## Exercise directions
Return only the lines of the listing below that run from the line with "[locate] raw tuna" through the line with "[locate] green garnish", both ends included, exactly as written.

<<<<

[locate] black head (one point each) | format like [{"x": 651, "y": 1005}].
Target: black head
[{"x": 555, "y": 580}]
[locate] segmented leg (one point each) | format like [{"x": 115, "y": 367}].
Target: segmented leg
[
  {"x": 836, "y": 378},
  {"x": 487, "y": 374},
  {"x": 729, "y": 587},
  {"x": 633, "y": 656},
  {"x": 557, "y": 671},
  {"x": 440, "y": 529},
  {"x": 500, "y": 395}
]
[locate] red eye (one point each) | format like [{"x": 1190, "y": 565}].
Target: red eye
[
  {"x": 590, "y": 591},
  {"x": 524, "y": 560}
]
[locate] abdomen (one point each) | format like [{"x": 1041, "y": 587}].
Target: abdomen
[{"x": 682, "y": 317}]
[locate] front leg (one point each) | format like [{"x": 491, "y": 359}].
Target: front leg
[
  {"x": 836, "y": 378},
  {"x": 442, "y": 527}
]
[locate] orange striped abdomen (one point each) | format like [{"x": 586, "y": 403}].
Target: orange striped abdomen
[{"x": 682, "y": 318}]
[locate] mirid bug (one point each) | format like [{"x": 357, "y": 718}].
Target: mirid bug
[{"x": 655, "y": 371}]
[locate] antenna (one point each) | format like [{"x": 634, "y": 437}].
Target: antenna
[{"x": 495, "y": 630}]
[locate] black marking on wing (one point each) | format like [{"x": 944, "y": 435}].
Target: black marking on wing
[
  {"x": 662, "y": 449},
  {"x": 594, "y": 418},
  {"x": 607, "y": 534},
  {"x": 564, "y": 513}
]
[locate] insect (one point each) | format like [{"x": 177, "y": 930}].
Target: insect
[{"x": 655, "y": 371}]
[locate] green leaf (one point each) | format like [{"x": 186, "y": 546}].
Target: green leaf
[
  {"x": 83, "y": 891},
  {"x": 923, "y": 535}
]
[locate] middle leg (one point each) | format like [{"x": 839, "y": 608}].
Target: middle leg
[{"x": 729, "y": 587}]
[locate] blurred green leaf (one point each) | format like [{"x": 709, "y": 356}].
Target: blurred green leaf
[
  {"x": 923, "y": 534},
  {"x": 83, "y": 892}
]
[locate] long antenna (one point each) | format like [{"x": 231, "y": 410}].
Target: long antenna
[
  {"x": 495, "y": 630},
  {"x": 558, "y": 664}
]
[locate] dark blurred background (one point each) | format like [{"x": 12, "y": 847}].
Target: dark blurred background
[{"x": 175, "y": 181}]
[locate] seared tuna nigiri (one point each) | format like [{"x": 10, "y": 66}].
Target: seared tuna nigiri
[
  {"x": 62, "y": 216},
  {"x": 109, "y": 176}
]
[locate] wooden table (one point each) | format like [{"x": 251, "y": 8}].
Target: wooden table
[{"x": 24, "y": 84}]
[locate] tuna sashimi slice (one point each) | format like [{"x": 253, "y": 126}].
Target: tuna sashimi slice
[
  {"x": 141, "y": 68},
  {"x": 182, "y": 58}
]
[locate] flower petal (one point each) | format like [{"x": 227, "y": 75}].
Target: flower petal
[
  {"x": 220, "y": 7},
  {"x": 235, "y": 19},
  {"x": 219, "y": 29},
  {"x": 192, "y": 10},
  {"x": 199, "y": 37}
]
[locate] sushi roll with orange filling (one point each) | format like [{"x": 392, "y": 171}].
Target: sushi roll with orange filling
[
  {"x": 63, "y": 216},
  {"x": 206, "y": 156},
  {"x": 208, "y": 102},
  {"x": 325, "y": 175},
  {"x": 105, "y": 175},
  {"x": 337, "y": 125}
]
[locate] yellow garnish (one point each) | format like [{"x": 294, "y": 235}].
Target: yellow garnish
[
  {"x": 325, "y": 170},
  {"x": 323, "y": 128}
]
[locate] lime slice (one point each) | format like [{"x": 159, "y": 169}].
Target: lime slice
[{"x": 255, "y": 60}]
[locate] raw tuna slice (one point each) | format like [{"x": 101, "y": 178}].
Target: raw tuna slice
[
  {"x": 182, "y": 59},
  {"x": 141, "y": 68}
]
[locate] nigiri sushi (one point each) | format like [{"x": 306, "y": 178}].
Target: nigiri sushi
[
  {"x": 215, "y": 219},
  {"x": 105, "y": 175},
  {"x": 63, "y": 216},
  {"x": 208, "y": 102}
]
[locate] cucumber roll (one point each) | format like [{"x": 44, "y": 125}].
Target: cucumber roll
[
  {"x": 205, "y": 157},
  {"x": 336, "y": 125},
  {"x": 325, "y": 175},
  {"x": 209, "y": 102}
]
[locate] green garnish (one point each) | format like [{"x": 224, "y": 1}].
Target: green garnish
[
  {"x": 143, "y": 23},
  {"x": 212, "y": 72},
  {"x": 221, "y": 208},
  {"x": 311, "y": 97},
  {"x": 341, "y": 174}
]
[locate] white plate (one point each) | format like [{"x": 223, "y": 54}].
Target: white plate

>>>>

## Exercise answer
[locate] raw tuna slice (one point each) | format like [{"x": 101, "y": 178}].
Target: raw tuna slice
[
  {"x": 182, "y": 59},
  {"x": 141, "y": 68}
]
[locate] nigiri sushi (one point each) | format like [{"x": 306, "y": 178}].
Target: nigiri sushi
[
  {"x": 215, "y": 219},
  {"x": 105, "y": 175},
  {"x": 63, "y": 216},
  {"x": 208, "y": 102}
]
[locate] cucumber roll (one point each) | format like [{"x": 44, "y": 125}].
Target: cucumber roll
[
  {"x": 205, "y": 157},
  {"x": 336, "y": 125},
  {"x": 325, "y": 175},
  {"x": 209, "y": 102}
]
[locate] green garnish (one point each) | format like [{"x": 224, "y": 1}].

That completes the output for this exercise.